> STATED TASK: Format the rows below as a numbered list, one line per number, skipping blank lines and leaving out the pictures.

[start of RECORD LIST]

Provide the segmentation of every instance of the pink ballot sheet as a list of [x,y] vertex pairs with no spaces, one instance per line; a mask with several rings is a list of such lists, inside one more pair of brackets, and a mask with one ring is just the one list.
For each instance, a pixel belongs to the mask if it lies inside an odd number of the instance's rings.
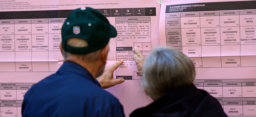
[[160,43],[189,57],[194,84],[230,117],[256,117],[255,1],[163,1]]
[[61,66],[62,25],[72,10],[84,6],[102,13],[118,32],[106,67],[123,60],[114,76],[126,80],[107,91],[127,116],[149,103],[137,80],[133,48],[146,56],[159,45],[160,6],[155,0],[0,0],[0,116],[21,116],[26,91]]

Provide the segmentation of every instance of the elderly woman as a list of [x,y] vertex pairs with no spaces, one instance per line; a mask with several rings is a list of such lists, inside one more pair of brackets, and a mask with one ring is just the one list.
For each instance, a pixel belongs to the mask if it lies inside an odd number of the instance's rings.
[[135,50],[137,73],[142,75],[141,84],[154,101],[136,110],[130,117],[227,116],[215,98],[193,84],[194,65],[181,52],[159,47],[144,63],[141,53],[137,48]]

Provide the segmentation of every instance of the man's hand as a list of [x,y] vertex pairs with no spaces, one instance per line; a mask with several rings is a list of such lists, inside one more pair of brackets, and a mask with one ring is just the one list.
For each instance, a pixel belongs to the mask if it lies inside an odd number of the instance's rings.
[[122,63],[123,63],[123,60],[118,61],[114,63],[110,67],[105,69],[102,75],[96,78],[102,88],[104,89],[107,88],[124,82],[124,78],[114,79],[113,75],[114,71]]
[[140,76],[142,76],[143,66],[144,65],[144,56],[141,52],[136,47],[134,47],[134,51],[135,54],[133,55],[133,59],[137,65],[137,70],[136,72]]

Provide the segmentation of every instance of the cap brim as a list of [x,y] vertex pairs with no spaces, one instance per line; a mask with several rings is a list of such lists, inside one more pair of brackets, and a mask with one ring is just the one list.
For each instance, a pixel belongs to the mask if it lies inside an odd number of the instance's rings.
[[116,32],[115,28],[113,26],[111,25],[110,25],[110,37],[112,38],[115,37],[117,35],[117,32]]

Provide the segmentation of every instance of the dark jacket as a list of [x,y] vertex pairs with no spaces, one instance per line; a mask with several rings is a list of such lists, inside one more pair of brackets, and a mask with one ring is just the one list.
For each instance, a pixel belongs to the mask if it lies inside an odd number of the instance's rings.
[[219,103],[193,85],[162,96],[147,106],[136,110],[134,117],[227,117]]
[[97,85],[87,70],[65,62],[26,93],[23,117],[124,117],[118,100]]

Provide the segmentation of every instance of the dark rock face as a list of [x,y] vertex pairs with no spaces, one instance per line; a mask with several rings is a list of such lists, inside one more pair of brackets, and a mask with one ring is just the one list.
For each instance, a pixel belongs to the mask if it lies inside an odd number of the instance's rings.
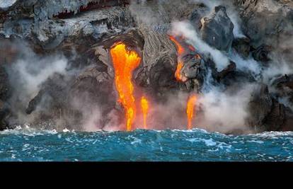
[[220,50],[228,51],[233,42],[233,23],[222,6],[214,8],[212,14],[202,19],[202,38],[209,45]]
[[0,130],[8,127],[6,119],[9,114],[9,110],[6,101],[9,98],[9,88],[8,74],[5,68],[0,64]]
[[[293,3],[292,1],[235,0],[241,10],[242,28],[251,45],[273,47],[283,55],[292,48]],[[287,44],[287,45],[286,45]],[[292,57],[287,53],[287,56]]]
[[232,47],[243,58],[247,58],[249,56],[251,45],[248,38],[235,39],[233,41]]
[[270,93],[268,86],[255,88],[248,103],[251,113],[248,125],[257,132],[278,131],[291,127],[292,111],[280,103]]
[[270,47],[265,45],[258,47],[256,50],[253,51],[252,55],[254,59],[262,62],[268,62],[270,60],[268,55],[270,49]]

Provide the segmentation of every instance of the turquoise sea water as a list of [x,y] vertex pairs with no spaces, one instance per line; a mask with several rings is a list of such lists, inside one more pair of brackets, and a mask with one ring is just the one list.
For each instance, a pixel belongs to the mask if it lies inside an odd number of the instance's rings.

[end of RECORD LIST]

> TASK OUTPUT:
1. Provide the segmentation of every instance of the pink ballot sheet as a list of [x,y] vertex pairs with no spaces, one instance per line; a mask with several rings is a list of such lists, inside one more pair of brackets, and a mask with one ring is just the one list.
2. For each instance, a pixel belongs to the mask if it lies inside an odd number of the instance's rings.
3. [[160,43],[189,57],[194,84],[230,117],[256,117],[255,1],[163,1]]
4. [[61,66],[62,25],[72,10],[84,6],[102,13],[118,32],[106,67],[123,60],[114,76],[126,80],[107,91],[127,116],[149,103],[137,80],[133,48],[146,56],[159,45],[160,6],[155,0],[0,0],[0,116],[21,116],[26,91]]
5. Provide the segmentation of every instance of the elderly woman as a list of [x,y] vertex pairs with no spaces, one instance per line; a mask with several rings is a list of such lists, inside one more pair of brackets, and a mask with one ring is just the one list.
6. For each instance, a pixel belongs to the mask if it lies inside an odd number of the instance's rings.
7. [[135,50],[137,73],[142,75],[141,84],[154,101],[136,110],[130,117],[227,116],[215,98],[193,84],[194,65],[181,52],[159,47],[144,63],[141,53],[137,48]]
8. Provide the segmentation of every instance of the man's hand as a list of [x,y] vertex pairs with no spaces, one instance per line; a mask with several rings is a list of such lists, inside one more pair of brackets, and a mask with one ring is just the one list.
9. For each instance, a pixel belongs to the mask if it lies inside an odd number of the instance's rings.
10. [[122,63],[123,63],[123,60],[118,61],[114,63],[110,67],[105,69],[102,75],[96,78],[102,88],[104,89],[107,88],[124,82],[124,78],[114,79],[113,75],[114,71]]
11. [[140,76],[142,76],[143,66],[144,65],[144,56],[141,52],[136,47],[134,47],[134,51],[135,54],[133,55],[133,59],[137,65],[137,70],[136,72]]
12. Provide the segmentation of every instance of the cap brim as a list of [x,y] vertex pairs with no spaces, one instance per line; a mask with several rings is a list of such lists, inside one more pair of brackets, and a mask with one ring is just the one list.
13. For each instance, a pixel belongs to the mask if it lies inside an odd number of the instance's rings.
14. [[116,32],[115,28],[113,26],[111,25],[110,25],[110,37],[112,38],[115,37],[117,35],[117,32]]
15. Provide the segmentation of every instance of the dark jacket as a list of [x,y] vertex pairs with no spaces, one instance per line; a mask with several rings is a list of such lists, inside one more pair of brackets, and a mask with one ring is just the one list.
16. For each instance, a pixel belongs to the mask if it lies inside an odd number of the instance's rings.
17. [[219,103],[193,85],[162,96],[147,106],[136,110],[134,117],[227,117]]
18. [[97,85],[87,70],[65,62],[26,93],[23,117],[124,117],[118,100]]
19. Provide the segmentation of every instance of the dark rock face as a list of [x,y] vertex pairs with no spaces, one instance per line; a mask with several rings is a list of such lists, inside one more pair of brackets, and a mask with one ring is just the one list.
20. For each instance, a pixel belongs to the mask if it lies inside an odd number of the instance's rings.
21. [[220,50],[228,51],[233,42],[233,23],[222,6],[214,8],[212,14],[202,19],[202,38],[209,45]]
22. [[0,130],[8,127],[6,119],[9,114],[9,110],[6,101],[9,98],[9,88],[8,74],[5,68],[0,64]]
23. [[[293,3],[292,1],[235,0],[241,10],[242,28],[251,45],[273,47],[283,55],[292,48]],[[287,44],[287,45],[286,45]],[[292,57],[287,53],[287,56]]]
24. [[232,47],[243,58],[247,58],[249,56],[251,45],[248,38],[235,39],[233,41]]
25. [[270,93],[268,86],[255,88],[248,103],[251,113],[248,125],[257,132],[278,131],[291,127],[292,111],[280,103]]
26. [[270,47],[265,45],[258,47],[256,50],[253,51],[252,55],[254,59],[262,62],[268,62],[270,60],[268,55],[270,49]]
27. Provide the segmentation of every instance of the turquoise sea water as a list of [x,y] vertex pairs with no spaces, one instance per line; a mask with several rings is a list of such lists, inside one more pair of brackets, and a mask with one ring is just the one list.
28. For each instance, a pixel belongs to the mask if it lies inside an odd number of the instance's rings.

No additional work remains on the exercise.